### WORK TO BE COMPLETED
Reproduce the listing below line for line, leaving out the pictures.

>> START RECORDS FOR THIS TASK

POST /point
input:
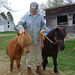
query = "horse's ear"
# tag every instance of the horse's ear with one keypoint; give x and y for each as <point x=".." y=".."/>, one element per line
<point x="64" y="28"/>
<point x="18" y="34"/>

>> END RECORDS FOR THIS TASK

### REPLY
POST /point
input:
query = "horse's ear"
# tag every instance of the horse's ear with one keypoint; give x and y for each as <point x=".." y=".."/>, one element per line
<point x="64" y="28"/>
<point x="18" y="34"/>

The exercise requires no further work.